**Given task 1:** Repeat everything in the text on Prince Albert's portrait from "Prince Albert wears" down to "she really admired.".

**Text segment:**
Prince Albert wears a field marshal’s undress uniform with the star of the Garter and badge of the Golden Fleece, and carries a Mameluke-hilted sword. In 1843 the aiguillette – the decorative cord worn suspended from the right shoulder – would replace the traditional epaulettes and scales on all field marshal uniforms; the idea may have come from Prince Albert himself.
Sittings took place during June and July 1842. Towards the end of June Queen Victoria wrote, ‘I then gave him [Winterhalter] my last sitting, the likeness is perfect & the picture very fine; only my gown and the background have still to be finished’ (Journal, 25 June, 1842). She was equally pleased with the portrait of Prince Albert which was described as ‘such a beautiful picture’ (ibid., 27 July, 1842) and after his death she named it as one of the three portraits of the Prince which she really admired.

**Data provided:**
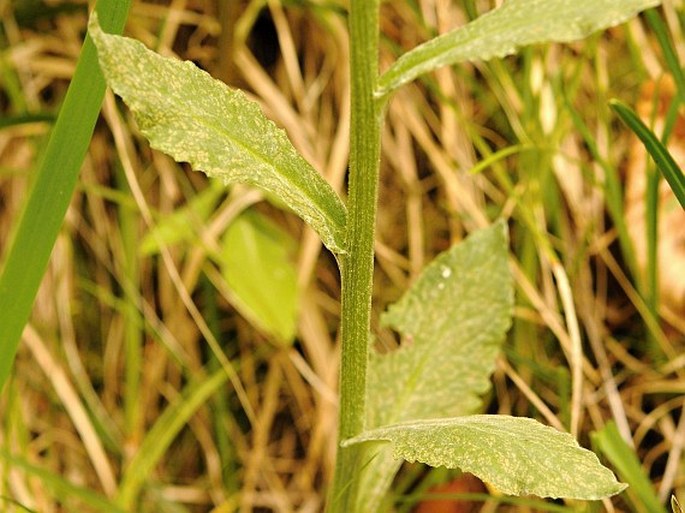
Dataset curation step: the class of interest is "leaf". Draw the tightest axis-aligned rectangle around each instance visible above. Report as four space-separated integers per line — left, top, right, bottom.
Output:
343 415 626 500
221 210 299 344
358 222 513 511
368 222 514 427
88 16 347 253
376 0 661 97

* * *

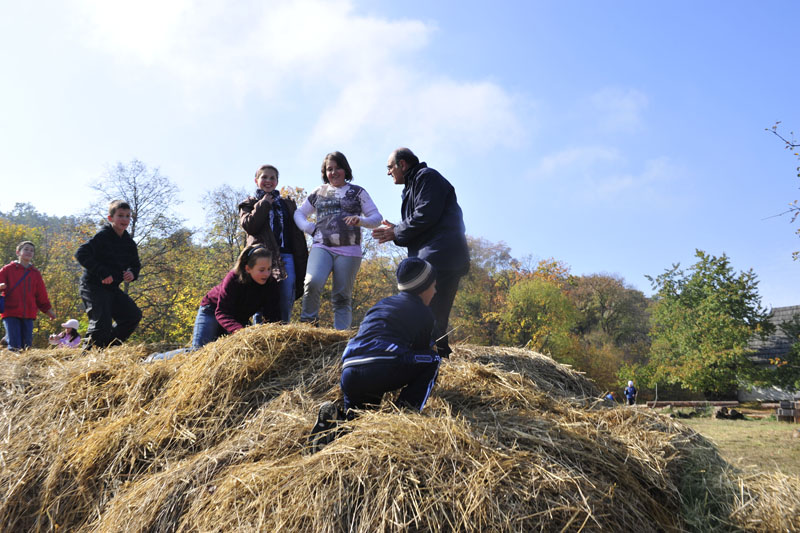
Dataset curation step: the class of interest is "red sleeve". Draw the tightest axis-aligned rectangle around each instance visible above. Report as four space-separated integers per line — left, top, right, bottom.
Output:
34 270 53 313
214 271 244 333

**Given task 2:** Pick out each line of the records that contains the word "four", and copy those lines.

**Finished answer 1:**
Prince Albert wears a field marshal’s undress uniform with the star of the Garter and badge of the Golden Fleece, and carries a Mameluke-hilted sword. In 1843 the aiguillette – the decorative cord worn suspended from the right shoulder – would replace the traditional epaulettes and scales on all field marshal uniforms; the idea may have come from Prince Albert himself.
Sittings took place during June and July 1842. Towards the end of June Queen Victoria wrote, ‘I then gave him [Winterhalter] my last sitting, the likeness is perfect & the picture very fine; only my gown and the background have still to be finished’ (Journal, 25 June, 1842). She was equally pleased with the portrait of Prince Albert which was described as ‘such a beautiful picture’ (ibid., 27 July, 1842) and after his death she named it as one of the three portraits of the Prince which she really admired.

**Finished answer 2:**
Dataset curation step: the class of interest is "leaf". Draw the tightest axis-aligned rectangle around each instance visible above. Report as four space-separated integers per line — left, top, right, bottom.
Dataset curation step: the class of interest is "red sleeve". Draw the tightest axis-aligned rectangle around each instance visible above. Report as four space-separated integers per line — left, top, right, bottom.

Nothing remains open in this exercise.